TASK DETAILS: Report every line of the material below that contains the string "target", copying each such line in full.

# RECORD SET start

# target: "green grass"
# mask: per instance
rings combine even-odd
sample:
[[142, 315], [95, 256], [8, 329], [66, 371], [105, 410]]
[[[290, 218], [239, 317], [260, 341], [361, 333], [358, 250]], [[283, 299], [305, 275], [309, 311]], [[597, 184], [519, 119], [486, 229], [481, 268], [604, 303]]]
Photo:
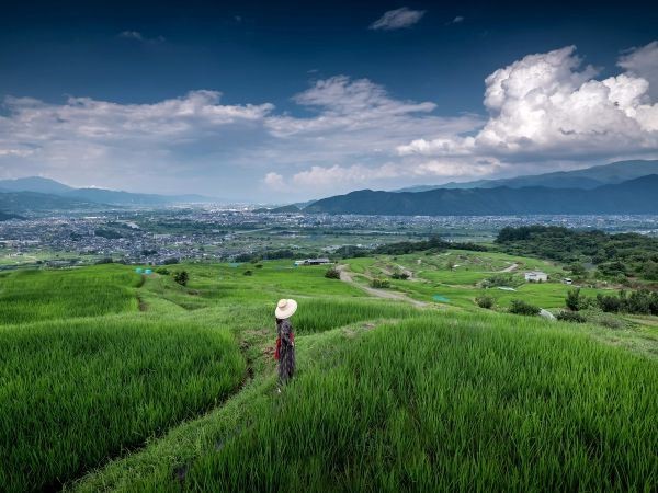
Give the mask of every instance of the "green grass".
[[[441, 255], [349, 261], [363, 283], [398, 265], [415, 271], [420, 280], [390, 290], [426, 309], [287, 261], [170, 266], [190, 273], [186, 287], [118, 265], [0, 274], [0, 297], [13, 293], [0, 320], [0, 484], [650, 490], [656, 318], [612, 330], [481, 310], [473, 279], [512, 259], [542, 261], [447, 254], [463, 272]], [[488, 293], [504, 309], [514, 297], [561, 306], [567, 289]], [[299, 303], [298, 374], [281, 394], [279, 298]]]
[[107, 317], [0, 328], [0, 484], [55, 486], [215, 405], [241, 380], [230, 332]]
[[363, 320], [413, 317], [418, 310], [400, 301], [382, 300], [299, 300], [294, 328], [302, 334], [322, 332]]
[[262, 380], [76, 488], [650, 491], [658, 363], [581, 329], [432, 312], [300, 336], [282, 394]]
[[137, 310], [141, 276], [124, 266], [18, 271], [0, 277], [0, 324]]

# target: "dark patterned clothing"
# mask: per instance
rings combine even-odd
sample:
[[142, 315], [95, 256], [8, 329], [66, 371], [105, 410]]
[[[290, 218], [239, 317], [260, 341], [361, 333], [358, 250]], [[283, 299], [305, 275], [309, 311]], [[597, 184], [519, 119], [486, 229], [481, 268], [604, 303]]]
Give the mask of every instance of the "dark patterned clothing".
[[293, 334], [293, 325], [288, 319], [281, 320], [276, 323], [276, 335], [279, 336], [279, 380], [285, 383], [293, 378], [295, 372], [295, 335]]

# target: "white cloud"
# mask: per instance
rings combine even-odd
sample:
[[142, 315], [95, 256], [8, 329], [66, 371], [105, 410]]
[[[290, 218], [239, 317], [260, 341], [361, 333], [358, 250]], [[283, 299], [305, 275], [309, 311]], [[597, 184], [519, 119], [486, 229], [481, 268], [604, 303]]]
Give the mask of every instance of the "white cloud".
[[658, 41], [633, 48], [620, 58], [620, 67], [649, 82], [649, 94], [658, 100]]
[[166, 42], [163, 36], [146, 37], [139, 31], [122, 31], [117, 36], [124, 39], [138, 41], [140, 43], [157, 44]]
[[370, 25], [371, 30], [394, 31], [410, 27], [422, 19], [424, 10], [411, 10], [402, 7], [385, 12], [379, 19]]
[[[499, 161], [433, 159], [416, 163], [386, 162], [381, 165], [368, 167], [364, 164], [352, 165], [314, 165], [308, 170], [294, 173], [287, 180], [279, 173], [270, 172], [265, 175], [264, 183], [275, 191], [305, 190], [309, 193], [345, 193], [354, 188], [396, 186], [396, 182], [412, 177], [422, 179], [461, 179], [474, 174], [485, 176], [504, 169]], [[400, 185], [401, 186], [401, 185]]]
[[345, 76], [294, 95], [293, 113], [222, 104], [206, 90], [149, 104], [7, 98], [0, 175], [293, 200], [653, 158], [658, 104], [640, 77], [653, 46], [625, 54], [606, 79], [570, 46], [523, 57], [486, 79], [486, 118], [440, 116], [434, 102]]
[[658, 151], [658, 105], [647, 80], [594, 79], [574, 46], [529, 55], [486, 79], [490, 117], [475, 136], [415, 139], [400, 156], [489, 157], [508, 162], [642, 156]]

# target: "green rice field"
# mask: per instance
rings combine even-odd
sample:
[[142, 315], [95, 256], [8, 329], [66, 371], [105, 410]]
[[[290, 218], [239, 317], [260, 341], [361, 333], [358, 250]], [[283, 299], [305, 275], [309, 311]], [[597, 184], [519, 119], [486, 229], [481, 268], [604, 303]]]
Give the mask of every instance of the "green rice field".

# RECORD SET end

ANSWER TO THE PROBLEM:
# target: "green grass"
# target: "dark patterned clothing"
# target: "white cloud"
# target: "green rice field"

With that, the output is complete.